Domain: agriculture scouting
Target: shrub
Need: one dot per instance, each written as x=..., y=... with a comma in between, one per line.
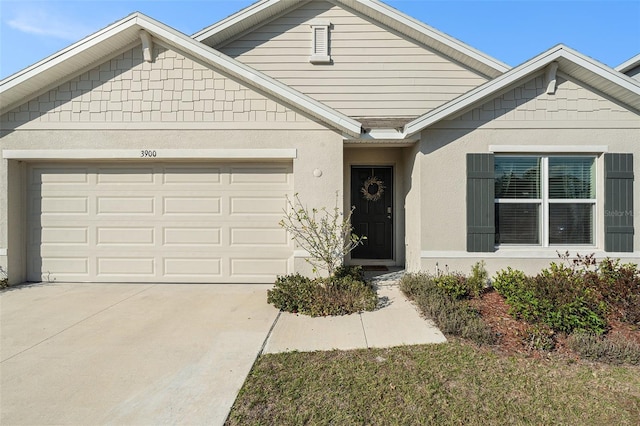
x=452, y=315
x=540, y=337
x=323, y=296
x=454, y=284
x=556, y=297
x=292, y=293
x=605, y=349
x=619, y=286
x=4, y=281
x=342, y=296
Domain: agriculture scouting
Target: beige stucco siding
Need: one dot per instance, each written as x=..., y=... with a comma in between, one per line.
x=374, y=71
x=171, y=89
x=588, y=120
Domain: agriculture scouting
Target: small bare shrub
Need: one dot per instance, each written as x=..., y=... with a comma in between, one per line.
x=613, y=350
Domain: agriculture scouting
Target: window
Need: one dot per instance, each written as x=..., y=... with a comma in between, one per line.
x=544, y=200
x=320, y=43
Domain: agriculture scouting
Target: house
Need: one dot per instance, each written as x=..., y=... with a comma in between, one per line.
x=141, y=154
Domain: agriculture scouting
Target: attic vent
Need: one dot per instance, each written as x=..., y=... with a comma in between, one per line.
x=320, y=43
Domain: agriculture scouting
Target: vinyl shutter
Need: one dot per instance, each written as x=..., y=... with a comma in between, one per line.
x=480, y=203
x=618, y=205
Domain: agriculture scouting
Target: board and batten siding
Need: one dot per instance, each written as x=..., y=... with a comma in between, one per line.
x=374, y=70
x=171, y=89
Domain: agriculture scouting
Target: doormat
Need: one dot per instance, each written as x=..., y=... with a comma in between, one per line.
x=375, y=268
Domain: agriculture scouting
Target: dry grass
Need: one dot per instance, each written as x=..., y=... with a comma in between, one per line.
x=453, y=383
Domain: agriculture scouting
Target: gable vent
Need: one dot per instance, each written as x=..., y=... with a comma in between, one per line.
x=320, y=43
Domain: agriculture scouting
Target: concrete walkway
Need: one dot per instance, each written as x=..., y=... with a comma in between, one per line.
x=396, y=322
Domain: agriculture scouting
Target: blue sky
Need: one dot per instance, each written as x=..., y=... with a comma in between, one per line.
x=509, y=30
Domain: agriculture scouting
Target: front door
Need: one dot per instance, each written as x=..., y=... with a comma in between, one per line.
x=372, y=196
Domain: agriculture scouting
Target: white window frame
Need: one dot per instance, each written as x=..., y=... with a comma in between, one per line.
x=320, y=29
x=545, y=201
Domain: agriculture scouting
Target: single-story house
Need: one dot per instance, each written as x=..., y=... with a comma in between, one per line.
x=141, y=154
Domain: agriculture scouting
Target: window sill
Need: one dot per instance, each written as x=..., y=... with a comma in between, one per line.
x=320, y=59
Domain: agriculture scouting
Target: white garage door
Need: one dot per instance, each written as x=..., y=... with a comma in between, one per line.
x=143, y=222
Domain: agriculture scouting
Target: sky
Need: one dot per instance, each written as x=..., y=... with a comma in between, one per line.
x=511, y=31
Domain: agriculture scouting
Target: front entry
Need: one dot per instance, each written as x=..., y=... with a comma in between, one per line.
x=372, y=196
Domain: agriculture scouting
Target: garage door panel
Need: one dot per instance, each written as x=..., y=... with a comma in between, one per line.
x=257, y=206
x=57, y=205
x=191, y=205
x=187, y=175
x=126, y=205
x=181, y=267
x=77, y=267
x=127, y=266
x=159, y=223
x=185, y=236
x=125, y=235
x=258, y=237
x=123, y=175
x=258, y=267
x=60, y=235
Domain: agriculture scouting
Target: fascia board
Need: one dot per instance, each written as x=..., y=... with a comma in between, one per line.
x=434, y=34
x=64, y=54
x=528, y=68
x=628, y=64
x=251, y=75
x=233, y=19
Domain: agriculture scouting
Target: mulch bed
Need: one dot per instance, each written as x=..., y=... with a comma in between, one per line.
x=512, y=333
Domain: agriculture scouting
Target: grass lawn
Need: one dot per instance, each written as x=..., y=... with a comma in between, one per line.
x=452, y=383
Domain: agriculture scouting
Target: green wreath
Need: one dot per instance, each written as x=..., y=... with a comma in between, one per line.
x=372, y=189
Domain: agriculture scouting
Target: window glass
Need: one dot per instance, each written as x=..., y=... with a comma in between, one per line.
x=570, y=223
x=518, y=223
x=517, y=177
x=571, y=178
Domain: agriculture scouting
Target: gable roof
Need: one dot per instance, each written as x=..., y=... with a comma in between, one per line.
x=100, y=46
x=266, y=10
x=582, y=68
x=629, y=64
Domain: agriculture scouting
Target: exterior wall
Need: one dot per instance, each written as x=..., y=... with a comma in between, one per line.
x=374, y=70
x=372, y=156
x=442, y=177
x=530, y=102
x=171, y=89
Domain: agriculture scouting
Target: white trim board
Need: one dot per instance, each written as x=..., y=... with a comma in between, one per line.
x=149, y=154
x=550, y=253
x=549, y=148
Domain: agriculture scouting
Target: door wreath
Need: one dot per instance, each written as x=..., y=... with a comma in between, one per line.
x=372, y=189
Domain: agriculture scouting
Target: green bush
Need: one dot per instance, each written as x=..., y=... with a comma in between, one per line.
x=557, y=297
x=619, y=286
x=605, y=349
x=292, y=293
x=341, y=295
x=4, y=281
x=452, y=315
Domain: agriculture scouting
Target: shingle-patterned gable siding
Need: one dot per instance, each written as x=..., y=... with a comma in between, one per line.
x=173, y=88
x=531, y=102
x=374, y=70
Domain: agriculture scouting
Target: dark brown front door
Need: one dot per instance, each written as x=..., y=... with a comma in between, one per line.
x=372, y=195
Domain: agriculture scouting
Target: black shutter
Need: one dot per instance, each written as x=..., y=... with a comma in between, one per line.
x=618, y=203
x=480, y=203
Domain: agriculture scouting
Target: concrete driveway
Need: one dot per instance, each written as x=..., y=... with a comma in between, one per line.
x=127, y=353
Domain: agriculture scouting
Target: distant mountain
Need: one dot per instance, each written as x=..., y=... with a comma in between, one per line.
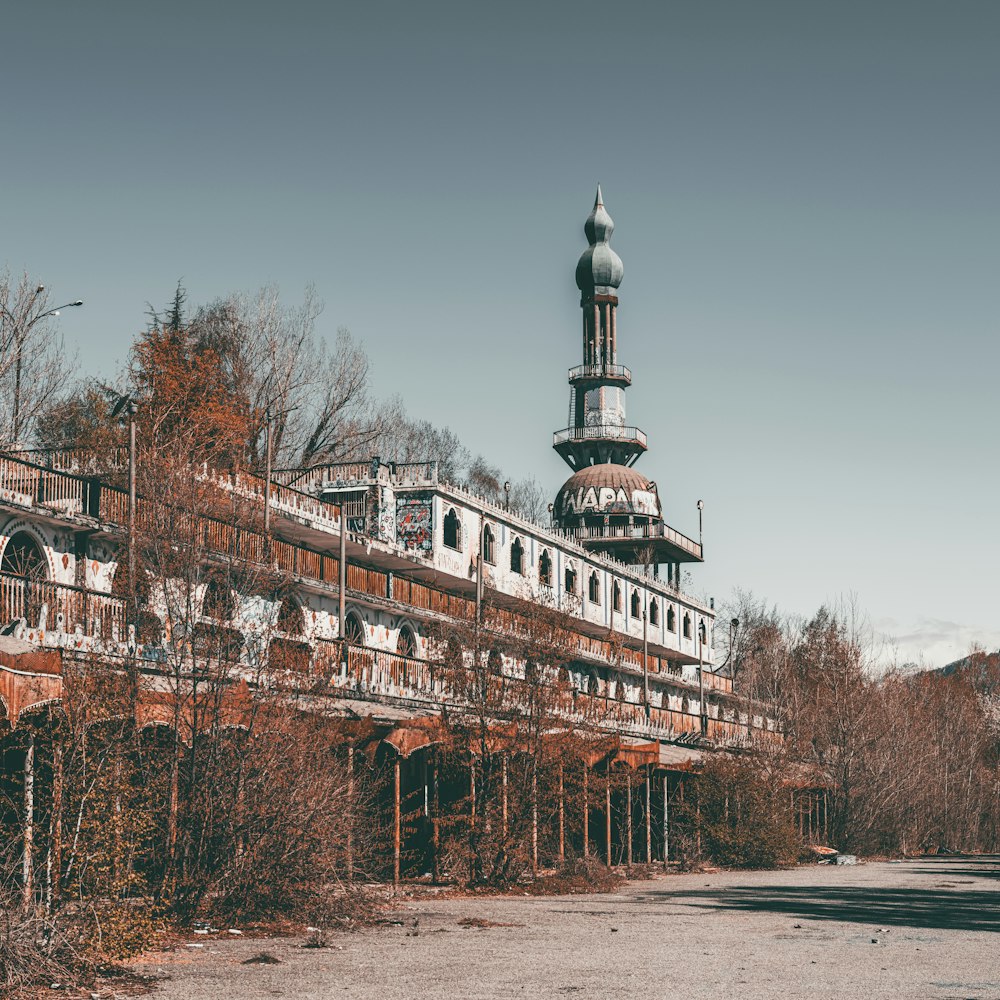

Instructions to follow>
Scan the material above. Copy each line where "garage" occurs.

The answer>
Target: white garage door
Target: garage door panel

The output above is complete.